(Data supplied):
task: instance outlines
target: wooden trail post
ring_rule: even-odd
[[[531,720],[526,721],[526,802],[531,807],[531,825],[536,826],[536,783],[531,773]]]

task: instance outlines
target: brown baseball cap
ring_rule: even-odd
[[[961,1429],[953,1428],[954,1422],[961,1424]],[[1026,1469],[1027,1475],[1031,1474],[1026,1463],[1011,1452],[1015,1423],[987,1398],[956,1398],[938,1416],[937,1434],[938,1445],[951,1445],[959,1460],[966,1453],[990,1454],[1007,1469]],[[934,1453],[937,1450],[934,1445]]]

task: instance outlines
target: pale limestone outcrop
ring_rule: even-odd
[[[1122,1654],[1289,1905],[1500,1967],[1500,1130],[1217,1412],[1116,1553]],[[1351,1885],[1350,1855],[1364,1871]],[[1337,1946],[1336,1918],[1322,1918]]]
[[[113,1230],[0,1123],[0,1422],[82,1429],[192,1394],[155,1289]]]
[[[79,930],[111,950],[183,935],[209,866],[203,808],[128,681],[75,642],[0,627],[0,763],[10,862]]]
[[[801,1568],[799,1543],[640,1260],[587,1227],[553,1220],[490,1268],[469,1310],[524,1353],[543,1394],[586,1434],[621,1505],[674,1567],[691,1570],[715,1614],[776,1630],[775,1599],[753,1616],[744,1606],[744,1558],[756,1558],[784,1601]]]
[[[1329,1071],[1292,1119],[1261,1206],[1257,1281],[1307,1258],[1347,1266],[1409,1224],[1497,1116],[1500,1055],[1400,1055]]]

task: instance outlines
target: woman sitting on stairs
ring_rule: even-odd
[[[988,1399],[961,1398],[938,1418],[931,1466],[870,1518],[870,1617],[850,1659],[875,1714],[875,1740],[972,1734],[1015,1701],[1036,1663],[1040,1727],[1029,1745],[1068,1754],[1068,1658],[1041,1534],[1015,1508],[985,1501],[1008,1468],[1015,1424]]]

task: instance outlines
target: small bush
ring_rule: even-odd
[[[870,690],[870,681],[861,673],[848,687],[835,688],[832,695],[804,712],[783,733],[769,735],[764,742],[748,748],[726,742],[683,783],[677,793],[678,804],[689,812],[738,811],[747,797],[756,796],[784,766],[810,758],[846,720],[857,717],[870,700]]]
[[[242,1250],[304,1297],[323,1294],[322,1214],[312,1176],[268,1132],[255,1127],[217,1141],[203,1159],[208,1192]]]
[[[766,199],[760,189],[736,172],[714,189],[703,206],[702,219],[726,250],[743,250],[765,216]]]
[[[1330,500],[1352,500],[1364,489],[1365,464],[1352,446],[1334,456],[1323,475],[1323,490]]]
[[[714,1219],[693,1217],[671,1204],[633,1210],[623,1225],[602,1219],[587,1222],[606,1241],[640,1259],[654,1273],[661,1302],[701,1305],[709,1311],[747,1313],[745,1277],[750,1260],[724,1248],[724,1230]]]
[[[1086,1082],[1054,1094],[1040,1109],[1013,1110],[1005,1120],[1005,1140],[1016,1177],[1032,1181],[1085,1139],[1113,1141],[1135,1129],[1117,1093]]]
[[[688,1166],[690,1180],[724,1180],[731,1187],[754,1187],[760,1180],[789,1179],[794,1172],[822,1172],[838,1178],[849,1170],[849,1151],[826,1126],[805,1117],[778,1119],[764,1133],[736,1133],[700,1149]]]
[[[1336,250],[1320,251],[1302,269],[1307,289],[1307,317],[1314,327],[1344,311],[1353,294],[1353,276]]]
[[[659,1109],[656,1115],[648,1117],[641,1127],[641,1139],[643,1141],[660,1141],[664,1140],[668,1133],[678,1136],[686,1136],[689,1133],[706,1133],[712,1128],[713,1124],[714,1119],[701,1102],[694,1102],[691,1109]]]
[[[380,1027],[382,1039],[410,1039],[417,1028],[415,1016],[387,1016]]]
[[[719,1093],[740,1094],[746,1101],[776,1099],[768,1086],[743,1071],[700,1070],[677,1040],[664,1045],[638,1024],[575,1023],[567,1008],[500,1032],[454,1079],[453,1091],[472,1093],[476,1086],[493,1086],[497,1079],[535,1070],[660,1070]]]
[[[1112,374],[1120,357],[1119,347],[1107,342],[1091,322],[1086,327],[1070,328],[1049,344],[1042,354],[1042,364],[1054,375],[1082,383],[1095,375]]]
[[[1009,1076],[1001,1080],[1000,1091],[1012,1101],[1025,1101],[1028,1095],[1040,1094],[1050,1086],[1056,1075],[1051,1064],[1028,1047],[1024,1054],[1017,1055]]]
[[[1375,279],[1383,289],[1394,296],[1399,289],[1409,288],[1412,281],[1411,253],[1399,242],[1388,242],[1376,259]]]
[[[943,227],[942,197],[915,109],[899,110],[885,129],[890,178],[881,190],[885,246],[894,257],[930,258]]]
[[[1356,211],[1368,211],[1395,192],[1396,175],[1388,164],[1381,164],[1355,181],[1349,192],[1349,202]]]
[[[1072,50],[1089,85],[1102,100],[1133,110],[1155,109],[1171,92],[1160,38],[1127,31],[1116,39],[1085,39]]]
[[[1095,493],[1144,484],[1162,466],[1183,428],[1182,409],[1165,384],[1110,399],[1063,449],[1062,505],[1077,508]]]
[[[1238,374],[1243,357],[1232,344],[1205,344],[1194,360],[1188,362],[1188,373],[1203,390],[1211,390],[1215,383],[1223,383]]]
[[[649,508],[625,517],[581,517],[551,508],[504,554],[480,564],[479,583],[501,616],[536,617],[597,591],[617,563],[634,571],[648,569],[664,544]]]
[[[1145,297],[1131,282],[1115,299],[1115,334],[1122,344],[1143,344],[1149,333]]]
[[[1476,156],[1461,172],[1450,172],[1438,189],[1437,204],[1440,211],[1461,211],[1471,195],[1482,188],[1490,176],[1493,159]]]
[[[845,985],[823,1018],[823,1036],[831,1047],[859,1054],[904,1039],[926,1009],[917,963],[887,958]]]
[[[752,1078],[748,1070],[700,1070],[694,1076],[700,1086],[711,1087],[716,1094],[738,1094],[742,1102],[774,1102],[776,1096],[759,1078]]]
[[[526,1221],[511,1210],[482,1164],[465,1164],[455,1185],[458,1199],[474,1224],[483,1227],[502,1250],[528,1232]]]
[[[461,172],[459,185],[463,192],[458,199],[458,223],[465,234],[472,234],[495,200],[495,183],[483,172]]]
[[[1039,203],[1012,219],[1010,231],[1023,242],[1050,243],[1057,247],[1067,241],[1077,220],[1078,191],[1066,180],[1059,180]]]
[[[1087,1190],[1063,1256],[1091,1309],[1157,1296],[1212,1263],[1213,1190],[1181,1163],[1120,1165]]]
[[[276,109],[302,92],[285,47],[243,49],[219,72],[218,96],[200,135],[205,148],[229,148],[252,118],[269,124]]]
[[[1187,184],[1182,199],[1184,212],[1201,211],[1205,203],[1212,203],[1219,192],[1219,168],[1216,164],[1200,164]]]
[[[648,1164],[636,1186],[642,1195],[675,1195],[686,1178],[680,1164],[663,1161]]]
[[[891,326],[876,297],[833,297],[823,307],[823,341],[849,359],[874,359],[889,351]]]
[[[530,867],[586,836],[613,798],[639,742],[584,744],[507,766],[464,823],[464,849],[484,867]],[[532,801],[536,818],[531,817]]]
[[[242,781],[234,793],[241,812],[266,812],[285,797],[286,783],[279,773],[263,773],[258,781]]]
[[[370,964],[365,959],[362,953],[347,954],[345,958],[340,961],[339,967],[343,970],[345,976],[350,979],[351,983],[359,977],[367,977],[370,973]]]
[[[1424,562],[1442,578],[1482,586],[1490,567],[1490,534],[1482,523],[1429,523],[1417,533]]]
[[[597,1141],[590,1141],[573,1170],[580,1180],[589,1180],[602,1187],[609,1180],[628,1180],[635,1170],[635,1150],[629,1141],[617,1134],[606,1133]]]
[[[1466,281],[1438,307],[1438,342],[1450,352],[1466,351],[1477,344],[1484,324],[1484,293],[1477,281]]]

(Description of the task):
Could you transcribe the entries above word for word, from the line with "target: woman sitting on stairs" down to the line with "target: small bush", keeping both?

(Exercise response):
target: woman sitting on stairs
ring_rule: even-odd
[[[988,1399],[961,1398],[938,1418],[931,1466],[870,1518],[870,1617],[850,1659],[875,1714],[875,1740],[972,1734],[1015,1701],[1036,1663],[1040,1727],[1029,1745],[1068,1754],[1068,1658],[1041,1534],[1015,1508],[985,1501],[1008,1468],[1015,1424]]]

task: instance outlines
target: small bush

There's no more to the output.